Exercise requirements:
The data below is to be repeated in full, exactly as shown.

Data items
>>>

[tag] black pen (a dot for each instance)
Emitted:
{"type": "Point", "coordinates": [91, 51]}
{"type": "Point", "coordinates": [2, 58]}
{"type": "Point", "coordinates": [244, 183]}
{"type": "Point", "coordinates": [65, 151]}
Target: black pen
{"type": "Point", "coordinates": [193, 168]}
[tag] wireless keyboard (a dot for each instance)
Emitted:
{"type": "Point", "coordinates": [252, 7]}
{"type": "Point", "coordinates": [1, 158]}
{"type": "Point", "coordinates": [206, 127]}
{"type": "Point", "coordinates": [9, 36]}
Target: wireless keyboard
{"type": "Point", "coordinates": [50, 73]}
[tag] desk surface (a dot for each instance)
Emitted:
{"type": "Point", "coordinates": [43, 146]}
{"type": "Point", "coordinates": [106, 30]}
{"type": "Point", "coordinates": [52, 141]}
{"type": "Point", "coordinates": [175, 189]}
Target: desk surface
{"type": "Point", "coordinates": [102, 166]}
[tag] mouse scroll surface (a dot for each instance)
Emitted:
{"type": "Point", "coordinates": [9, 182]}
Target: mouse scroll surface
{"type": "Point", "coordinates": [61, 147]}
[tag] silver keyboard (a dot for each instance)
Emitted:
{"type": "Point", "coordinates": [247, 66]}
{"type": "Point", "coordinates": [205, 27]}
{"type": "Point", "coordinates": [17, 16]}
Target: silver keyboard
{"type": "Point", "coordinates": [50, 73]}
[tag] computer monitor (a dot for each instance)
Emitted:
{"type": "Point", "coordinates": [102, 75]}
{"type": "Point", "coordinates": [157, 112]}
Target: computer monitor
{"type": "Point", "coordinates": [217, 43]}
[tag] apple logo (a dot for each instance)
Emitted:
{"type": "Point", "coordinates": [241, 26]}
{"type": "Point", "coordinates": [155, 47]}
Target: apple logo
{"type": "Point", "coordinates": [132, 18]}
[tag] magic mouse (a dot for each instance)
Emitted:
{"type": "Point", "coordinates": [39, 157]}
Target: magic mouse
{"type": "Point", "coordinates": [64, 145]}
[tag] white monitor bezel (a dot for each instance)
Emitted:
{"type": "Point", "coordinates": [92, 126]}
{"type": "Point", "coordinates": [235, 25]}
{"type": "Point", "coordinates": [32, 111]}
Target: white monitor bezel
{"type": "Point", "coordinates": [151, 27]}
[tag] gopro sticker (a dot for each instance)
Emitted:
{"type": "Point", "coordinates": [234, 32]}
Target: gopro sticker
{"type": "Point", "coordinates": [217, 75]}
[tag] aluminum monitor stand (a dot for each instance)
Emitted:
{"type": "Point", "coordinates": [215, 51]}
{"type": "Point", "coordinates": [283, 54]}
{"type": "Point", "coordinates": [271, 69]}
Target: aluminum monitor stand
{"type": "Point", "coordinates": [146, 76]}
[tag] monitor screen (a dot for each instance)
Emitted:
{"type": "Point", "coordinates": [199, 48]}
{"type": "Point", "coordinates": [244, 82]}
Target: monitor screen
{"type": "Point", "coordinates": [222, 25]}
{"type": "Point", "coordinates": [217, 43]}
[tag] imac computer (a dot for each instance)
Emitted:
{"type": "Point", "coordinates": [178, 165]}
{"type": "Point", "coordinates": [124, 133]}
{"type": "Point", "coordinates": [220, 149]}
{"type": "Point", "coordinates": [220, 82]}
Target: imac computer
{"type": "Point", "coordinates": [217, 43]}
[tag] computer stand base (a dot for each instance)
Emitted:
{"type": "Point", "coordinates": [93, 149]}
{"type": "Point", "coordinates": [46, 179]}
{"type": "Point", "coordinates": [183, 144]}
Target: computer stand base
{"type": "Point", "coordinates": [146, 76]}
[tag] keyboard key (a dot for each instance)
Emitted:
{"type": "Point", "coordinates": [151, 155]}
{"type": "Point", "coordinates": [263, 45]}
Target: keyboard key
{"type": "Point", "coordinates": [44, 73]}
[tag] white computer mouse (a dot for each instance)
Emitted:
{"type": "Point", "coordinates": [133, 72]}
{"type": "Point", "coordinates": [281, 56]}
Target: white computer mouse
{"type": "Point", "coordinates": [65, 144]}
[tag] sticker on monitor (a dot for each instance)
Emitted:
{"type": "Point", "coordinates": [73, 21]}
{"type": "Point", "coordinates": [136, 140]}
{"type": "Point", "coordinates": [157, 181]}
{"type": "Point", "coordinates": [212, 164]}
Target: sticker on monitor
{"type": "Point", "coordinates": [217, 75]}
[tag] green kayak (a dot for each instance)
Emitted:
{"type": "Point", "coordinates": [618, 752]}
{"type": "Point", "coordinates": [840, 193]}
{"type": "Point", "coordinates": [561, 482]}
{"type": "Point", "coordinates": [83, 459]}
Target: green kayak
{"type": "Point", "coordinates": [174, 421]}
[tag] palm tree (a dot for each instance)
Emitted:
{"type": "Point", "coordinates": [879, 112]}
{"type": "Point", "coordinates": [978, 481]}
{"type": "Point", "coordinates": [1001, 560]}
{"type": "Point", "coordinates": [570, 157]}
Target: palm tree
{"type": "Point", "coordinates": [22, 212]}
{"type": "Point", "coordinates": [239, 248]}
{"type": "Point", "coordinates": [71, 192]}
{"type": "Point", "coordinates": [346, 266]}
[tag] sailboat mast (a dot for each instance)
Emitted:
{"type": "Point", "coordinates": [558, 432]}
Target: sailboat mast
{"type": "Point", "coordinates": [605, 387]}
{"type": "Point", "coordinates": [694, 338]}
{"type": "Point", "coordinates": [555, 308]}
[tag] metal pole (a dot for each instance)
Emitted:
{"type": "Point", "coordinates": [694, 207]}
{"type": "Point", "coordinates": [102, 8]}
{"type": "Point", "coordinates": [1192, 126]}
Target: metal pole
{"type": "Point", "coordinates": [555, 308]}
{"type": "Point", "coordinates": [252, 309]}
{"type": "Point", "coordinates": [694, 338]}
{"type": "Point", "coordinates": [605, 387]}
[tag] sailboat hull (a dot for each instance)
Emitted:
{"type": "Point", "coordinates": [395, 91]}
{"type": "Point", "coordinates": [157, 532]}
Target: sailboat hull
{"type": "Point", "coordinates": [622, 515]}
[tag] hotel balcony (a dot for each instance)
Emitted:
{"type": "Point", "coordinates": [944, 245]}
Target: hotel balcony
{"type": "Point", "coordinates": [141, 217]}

<<<

Expected output:
[tag] black pen (a dot for each instance)
Emitted:
{"type": "Point", "coordinates": [91, 51]}
{"type": "Point", "coordinates": [2, 58]}
{"type": "Point", "coordinates": [244, 183]}
{"type": "Point", "coordinates": [65, 151]}
Target: black pen
{"type": "Point", "coordinates": [193, 168]}
[tag] wireless keyboard (a dot for each instance)
Emitted:
{"type": "Point", "coordinates": [252, 7]}
{"type": "Point", "coordinates": [1, 158]}
{"type": "Point", "coordinates": [206, 127]}
{"type": "Point", "coordinates": [9, 36]}
Target: wireless keyboard
{"type": "Point", "coordinates": [50, 73]}
[tag] desk surface (a dot for each instance)
Emitted:
{"type": "Point", "coordinates": [43, 146]}
{"type": "Point", "coordinates": [106, 30]}
{"type": "Point", "coordinates": [52, 141]}
{"type": "Point", "coordinates": [175, 189]}
Target: desk surface
{"type": "Point", "coordinates": [102, 166]}
[tag] mouse scroll surface (a dot for each instance)
Emitted:
{"type": "Point", "coordinates": [9, 182]}
Target: mouse scroll surface
{"type": "Point", "coordinates": [61, 147]}
[tag] silver keyboard (a dot for each instance)
Emitted:
{"type": "Point", "coordinates": [247, 66]}
{"type": "Point", "coordinates": [205, 27]}
{"type": "Point", "coordinates": [17, 16]}
Target: silver keyboard
{"type": "Point", "coordinates": [50, 73]}
[tag] computer monitor (a dot for each instance)
Emitted:
{"type": "Point", "coordinates": [102, 75]}
{"type": "Point", "coordinates": [157, 112]}
Target: computer monitor
{"type": "Point", "coordinates": [217, 43]}
[tag] apple logo (a dot for each instance)
Emitted:
{"type": "Point", "coordinates": [241, 26]}
{"type": "Point", "coordinates": [155, 47]}
Target: apple logo
{"type": "Point", "coordinates": [132, 18]}
[tag] magic mouse (a dot for each instance)
Emitted:
{"type": "Point", "coordinates": [39, 157]}
Target: magic mouse
{"type": "Point", "coordinates": [64, 145]}
[tag] white monitor bezel (a dot for each instance)
Emitted:
{"type": "Point", "coordinates": [92, 126]}
{"type": "Point", "coordinates": [235, 25]}
{"type": "Point", "coordinates": [32, 111]}
Target: white monitor bezel
{"type": "Point", "coordinates": [151, 27]}
[tag] gopro sticker (a dot for each instance)
Emitted:
{"type": "Point", "coordinates": [234, 32]}
Target: gopro sticker
{"type": "Point", "coordinates": [217, 75]}
[tag] aluminum monitor stand (a dot for each instance)
Emitted:
{"type": "Point", "coordinates": [215, 51]}
{"type": "Point", "coordinates": [283, 54]}
{"type": "Point", "coordinates": [271, 69]}
Target: aluminum monitor stand
{"type": "Point", "coordinates": [146, 76]}
[tag] monitor screen (a dot for each instance)
Emitted:
{"type": "Point", "coordinates": [199, 48]}
{"type": "Point", "coordinates": [244, 82]}
Target: monitor screen
{"type": "Point", "coordinates": [222, 25]}
{"type": "Point", "coordinates": [217, 43]}
[tag] imac computer (a dot for each instance)
Emitted:
{"type": "Point", "coordinates": [178, 165]}
{"type": "Point", "coordinates": [124, 133]}
{"type": "Point", "coordinates": [220, 149]}
{"type": "Point", "coordinates": [220, 82]}
Target: imac computer
{"type": "Point", "coordinates": [217, 43]}
[tag] computer stand base (a dot for each instance)
Emitted:
{"type": "Point", "coordinates": [93, 149]}
{"type": "Point", "coordinates": [46, 179]}
{"type": "Point", "coordinates": [183, 144]}
Target: computer stand base
{"type": "Point", "coordinates": [146, 76]}
[tag] keyboard key (a dot for each instance)
Emitted:
{"type": "Point", "coordinates": [151, 155]}
{"type": "Point", "coordinates": [263, 45]}
Target: keyboard key
{"type": "Point", "coordinates": [44, 73]}
[tag] white computer mouse (a dot for each instance)
Emitted:
{"type": "Point", "coordinates": [133, 72]}
{"type": "Point", "coordinates": [281, 56]}
Target: white computer mouse
{"type": "Point", "coordinates": [65, 144]}
[tag] sticker on monitor (a dot for each instance)
Emitted:
{"type": "Point", "coordinates": [73, 21]}
{"type": "Point", "coordinates": [136, 140]}
{"type": "Point", "coordinates": [157, 181]}
{"type": "Point", "coordinates": [212, 164]}
Target: sticker on monitor
{"type": "Point", "coordinates": [217, 75]}
[tag] green kayak (a dot for each instance)
Emitted:
{"type": "Point", "coordinates": [618, 752]}
{"type": "Point", "coordinates": [840, 193]}
{"type": "Point", "coordinates": [561, 482]}
{"type": "Point", "coordinates": [83, 459]}
Target: green kayak
{"type": "Point", "coordinates": [174, 421]}
[tag] palm tree (a dot for each instance)
Emitted:
{"type": "Point", "coordinates": [879, 112]}
{"type": "Point", "coordinates": [978, 481]}
{"type": "Point", "coordinates": [1001, 560]}
{"type": "Point", "coordinates": [570, 157]}
Target: palm tree
{"type": "Point", "coordinates": [22, 212]}
{"type": "Point", "coordinates": [239, 248]}
{"type": "Point", "coordinates": [71, 192]}
{"type": "Point", "coordinates": [346, 266]}
[tag] sailboat mast (a dot for each instance)
Emitted:
{"type": "Point", "coordinates": [558, 432]}
Target: sailboat mast
{"type": "Point", "coordinates": [605, 387]}
{"type": "Point", "coordinates": [694, 338]}
{"type": "Point", "coordinates": [555, 308]}
[tag] metal pole (a dot for each instance)
Emitted:
{"type": "Point", "coordinates": [694, 207]}
{"type": "Point", "coordinates": [102, 8]}
{"type": "Point", "coordinates": [1192, 126]}
Target: metal pole
{"type": "Point", "coordinates": [555, 308]}
{"type": "Point", "coordinates": [252, 309]}
{"type": "Point", "coordinates": [694, 338]}
{"type": "Point", "coordinates": [605, 387]}
[tag] sailboat hull (a dot for each instance)
Emitted:
{"type": "Point", "coordinates": [395, 91]}
{"type": "Point", "coordinates": [157, 532]}
Target: sailboat hull
{"type": "Point", "coordinates": [622, 515]}
[tag] hotel balcony (a dot for each instance)
Emitted:
{"type": "Point", "coordinates": [944, 245]}
Target: hotel balcony
{"type": "Point", "coordinates": [141, 217]}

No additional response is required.